Information given →
-*-*-

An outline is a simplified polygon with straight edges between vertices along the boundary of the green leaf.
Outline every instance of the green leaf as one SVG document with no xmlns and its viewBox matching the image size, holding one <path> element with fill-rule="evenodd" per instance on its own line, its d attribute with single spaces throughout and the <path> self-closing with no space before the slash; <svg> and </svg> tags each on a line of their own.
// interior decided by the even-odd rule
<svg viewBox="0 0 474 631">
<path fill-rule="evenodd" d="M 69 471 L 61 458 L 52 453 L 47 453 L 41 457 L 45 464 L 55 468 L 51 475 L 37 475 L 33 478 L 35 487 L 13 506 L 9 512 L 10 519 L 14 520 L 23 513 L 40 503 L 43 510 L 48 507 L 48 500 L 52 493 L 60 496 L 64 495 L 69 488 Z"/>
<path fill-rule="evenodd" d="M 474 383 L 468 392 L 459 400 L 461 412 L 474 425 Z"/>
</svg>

-*-*-

Reproduce each line of the records above verbatim, leaving every character unchanged.

Task answer →
An outline is a simplified polygon with straight edges between vertices along the boundary of the green leaf.
Outline every instance of the green leaf as one SVG document with no xmlns and its viewBox matching the image size, holding one <path> element with fill-rule="evenodd" per instance on its own line, its d attribute with single spaces throughout and the <path> self-closing with no space before the slash; <svg> and </svg> tags each on a line of their own.
// interior decided by the even-odd rule
<svg viewBox="0 0 474 631">
<path fill-rule="evenodd" d="M 69 471 L 61 458 L 52 453 L 47 453 L 41 457 L 45 464 L 55 468 L 51 475 L 37 475 L 33 478 L 35 487 L 13 506 L 9 512 L 10 519 L 14 520 L 23 513 L 40 503 L 43 510 L 48 507 L 48 500 L 52 493 L 60 496 L 64 495 L 69 488 Z"/>
<path fill-rule="evenodd" d="M 474 383 L 468 392 L 459 400 L 461 412 L 474 425 Z"/>
</svg>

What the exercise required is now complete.